** Exercise description **
Repeat the listing beneath this line exactly, keeping every character.

##### Source information #####

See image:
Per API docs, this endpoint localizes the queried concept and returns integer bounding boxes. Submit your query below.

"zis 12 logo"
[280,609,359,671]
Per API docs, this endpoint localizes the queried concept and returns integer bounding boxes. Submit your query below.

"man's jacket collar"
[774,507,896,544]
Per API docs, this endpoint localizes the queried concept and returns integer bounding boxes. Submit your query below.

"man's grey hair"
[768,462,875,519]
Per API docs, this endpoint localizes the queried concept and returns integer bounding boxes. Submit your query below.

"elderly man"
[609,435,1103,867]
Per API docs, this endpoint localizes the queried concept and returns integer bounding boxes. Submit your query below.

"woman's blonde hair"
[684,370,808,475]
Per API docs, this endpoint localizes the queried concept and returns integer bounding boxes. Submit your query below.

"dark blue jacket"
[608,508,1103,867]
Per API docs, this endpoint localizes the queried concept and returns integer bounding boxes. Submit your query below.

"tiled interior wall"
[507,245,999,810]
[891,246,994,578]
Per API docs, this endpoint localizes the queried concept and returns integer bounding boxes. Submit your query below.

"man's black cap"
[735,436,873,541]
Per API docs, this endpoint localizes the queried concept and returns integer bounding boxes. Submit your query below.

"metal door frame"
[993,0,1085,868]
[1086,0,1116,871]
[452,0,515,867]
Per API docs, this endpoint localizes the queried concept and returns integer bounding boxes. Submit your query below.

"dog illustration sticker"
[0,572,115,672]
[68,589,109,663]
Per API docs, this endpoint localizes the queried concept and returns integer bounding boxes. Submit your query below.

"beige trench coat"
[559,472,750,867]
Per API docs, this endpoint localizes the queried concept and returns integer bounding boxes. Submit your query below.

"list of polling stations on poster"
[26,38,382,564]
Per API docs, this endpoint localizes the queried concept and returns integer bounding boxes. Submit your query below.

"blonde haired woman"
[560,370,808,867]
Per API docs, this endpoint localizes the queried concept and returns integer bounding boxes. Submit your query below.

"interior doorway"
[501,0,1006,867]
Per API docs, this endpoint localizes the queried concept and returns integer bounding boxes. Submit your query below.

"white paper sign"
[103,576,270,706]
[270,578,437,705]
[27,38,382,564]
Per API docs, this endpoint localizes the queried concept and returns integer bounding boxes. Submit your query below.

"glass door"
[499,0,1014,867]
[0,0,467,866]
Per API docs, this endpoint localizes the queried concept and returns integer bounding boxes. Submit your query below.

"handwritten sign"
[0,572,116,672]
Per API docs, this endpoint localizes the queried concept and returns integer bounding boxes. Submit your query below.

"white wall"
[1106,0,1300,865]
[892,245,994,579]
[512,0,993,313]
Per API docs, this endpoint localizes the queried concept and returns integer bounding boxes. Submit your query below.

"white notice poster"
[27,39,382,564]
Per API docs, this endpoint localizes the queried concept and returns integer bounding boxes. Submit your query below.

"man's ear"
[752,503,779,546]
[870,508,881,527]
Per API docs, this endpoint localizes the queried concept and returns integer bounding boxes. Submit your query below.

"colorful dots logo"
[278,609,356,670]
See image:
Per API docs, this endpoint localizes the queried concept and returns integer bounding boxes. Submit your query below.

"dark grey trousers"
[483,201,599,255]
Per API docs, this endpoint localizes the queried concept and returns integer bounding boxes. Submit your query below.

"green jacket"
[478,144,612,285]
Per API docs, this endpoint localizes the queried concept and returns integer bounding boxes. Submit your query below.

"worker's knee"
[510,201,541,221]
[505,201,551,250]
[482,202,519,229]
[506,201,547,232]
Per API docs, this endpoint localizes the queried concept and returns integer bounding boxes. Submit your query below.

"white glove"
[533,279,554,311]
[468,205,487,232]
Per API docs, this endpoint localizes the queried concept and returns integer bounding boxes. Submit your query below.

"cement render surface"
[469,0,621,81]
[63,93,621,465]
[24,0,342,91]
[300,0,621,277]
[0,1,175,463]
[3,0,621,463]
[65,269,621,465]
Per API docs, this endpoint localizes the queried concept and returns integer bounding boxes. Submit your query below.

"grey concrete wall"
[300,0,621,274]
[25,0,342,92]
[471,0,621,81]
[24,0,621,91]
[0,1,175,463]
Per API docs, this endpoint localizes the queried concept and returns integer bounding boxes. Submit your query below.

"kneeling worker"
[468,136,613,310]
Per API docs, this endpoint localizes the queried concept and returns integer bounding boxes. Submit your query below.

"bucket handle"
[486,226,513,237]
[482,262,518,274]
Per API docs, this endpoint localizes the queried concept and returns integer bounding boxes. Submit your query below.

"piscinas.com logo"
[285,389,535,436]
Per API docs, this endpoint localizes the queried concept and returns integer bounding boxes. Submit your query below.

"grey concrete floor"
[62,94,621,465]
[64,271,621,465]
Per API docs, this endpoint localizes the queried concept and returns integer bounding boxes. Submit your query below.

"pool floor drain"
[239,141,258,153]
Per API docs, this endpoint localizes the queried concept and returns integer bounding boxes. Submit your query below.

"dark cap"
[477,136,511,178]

#####

** Solved problem **
See image:
Per API docs, this endpoint localizes the queried concept and returns integer bounding boxes. Submit your query below.

"zis 12 logo"
[280,609,359,671]
Per API docs, this endpoint localizes the queried concept and returns integer bounding boxes. Submit your query below.

"man's jacket collar"
[774,507,896,544]
Per API docs, this endpoint localizes the queried concept and returns integer bounding boxes. Submit your query below.

"man's grey hair"
[768,462,875,519]
Per API docs, this endpoint localizes the queried concept and returns integer bounding boxes. Submit your query below.

"elderly man"
[609,435,1103,867]
Per API docs, this endpoint localizes the queried concept and returns integer bounding boxes. Submit your query below.

"woman's blonde hair"
[684,370,808,475]
Per API docs, this endpoint localizes the queried concept and returns integer bounding boxes. Submit your query below.

"dark blue jacket"
[608,508,1103,867]
Per API docs, this endpoint localizes the queried concept and returns integer bounding boxes. Submit your query below.

"tiled interior wall"
[507,245,999,810]
[891,246,994,578]
Per API docs, this endpoint localizes the queried concept and returns integer bounding boxes. Submit your query below.

"man's black cap"
[735,436,873,541]
Per API docs, this endpoint localizes the queried concept and returns integer bounding boxes. Submit your query below.

"metal door frame"
[993,0,1085,868]
[1086,0,1116,871]
[452,0,515,867]
Per API docs, this endpoint localizes the queried concept and returns integer bounding boxes. Submit your query below.

"dog illustration sticker"
[0,572,115,672]
[68,589,109,663]
Per API docs, this endpoint localizes the queried concept and returns integer bounding boxes. Submit your query below.

"beige trench coat"
[559,472,750,867]
Per API docs, this endpoint localizes the queried concept and returns integer bounding boxes. Submit your query below.

"list of polling stations on poster"
[26,38,382,564]
Per API docs, this endpoint localizes the queried concept and returns integer bounding boxes. Submit your query below.

"blonde haired woman"
[560,370,808,867]
Per API docs, this endpoint localizes the queried concept and returns integer bounding boxes. Submit your query below.

"interior doorway"
[501,0,1006,867]
Per API docs, this endpoint localizes the queried concept and returns integer bounding boxes. Submit your query below.

"white paper sign"
[103,576,270,706]
[270,578,437,705]
[27,38,382,564]
Per API docs, this endpoint localizes the queried concept and returns integer bounding boxes. Submit your query below.

"glass door"
[499,0,1014,867]
[0,0,467,866]
Per API docs, this endpoint localizes the queried concept and returns integer bounding boxes. Submit your query below.

"handwritten sign"
[0,572,116,672]
Per API docs, this endpoint localizes the queried concept and returns integer bounding boxes. Submit your query below.

"white wall"
[1106,0,1300,865]
[892,245,994,579]
[512,0,993,313]
Per API docs, this endpoint localizes the queried concept and returns integer bounding boxes. Submit your query below.

"white notice poster"
[27,39,382,564]
Per API docs, this endpoint localizes the queried concept and returns integer bounding boxes. Submit your query below.

"man's ear"
[752,503,779,546]
[870,508,881,527]
Per API docs, this endpoint localizes the queried concept and returns integer bounding boxes. Submit your query below.

"colorful dots logo"
[278,609,356,670]
See image:
Per API docs, this endpoint localizes the queried concept and returns integer bounding boxes. Submit your query below.

"dark grey trousers"
[483,201,599,255]
Per API docs, this endpoint localizes the queried concept and returns integer bounding boxes. Submit your query below.

"green jacket"
[478,144,612,285]
Per API docs, this endpoint localizes the queried concept and returns integer bounding boxes. Submit your query below.

"worker's knee"
[510,201,541,221]
[505,201,551,250]
[482,202,519,229]
[506,201,547,232]
Per API docs, this endpoint localizes the queried concept and returns integer bounding boxes. Submit your query below.

"white glove"
[533,279,554,311]
[468,205,487,232]
Per API docs, this endpoint localizes the queried concept and returns integer bounding boxes. Submit your query below.

"cement render surface"
[469,0,621,81]
[63,93,621,465]
[24,0,342,91]
[300,0,621,277]
[0,1,175,463]
[3,0,621,463]
[65,269,621,465]
Per API docs, this endpoint localizes the queried concept and returns integer bounding boxes. Submit your query below.

"grey concrete wall"
[300,0,621,274]
[25,0,342,92]
[471,0,621,81]
[24,0,621,91]
[0,1,175,463]
Per API docs, this endpoint localizes the queried concept and returns integer bounding boxes. Submit your query below.

"kneeling worker"
[468,136,613,310]
Per API docs, this endpoint localizes the queried concept and returns integer bounding boxes. Submit your query below.

"bucket handle"
[486,226,513,237]
[482,262,518,274]
Per API docs, this endpoint localizes the queried concept and returns integer bounding boxes. Submit your query below.

"piscinas.com logo"
[285,389,535,436]
Per API docs, this endpoint localizes the queried concept and returns integer bounding boxes. Submit your query below.

"grey concrete floor"
[62,94,621,465]
[64,271,621,465]
Per API docs, this endpoint localizes the queried concept and returns integer bounding boxes. Submit your query below.

"pool floor drain"
[239,141,258,153]
Per API docs, this endpoint localizes the queried concept and returns integer bounding boxes. Submit your query below.

"dark cap"
[477,136,511,178]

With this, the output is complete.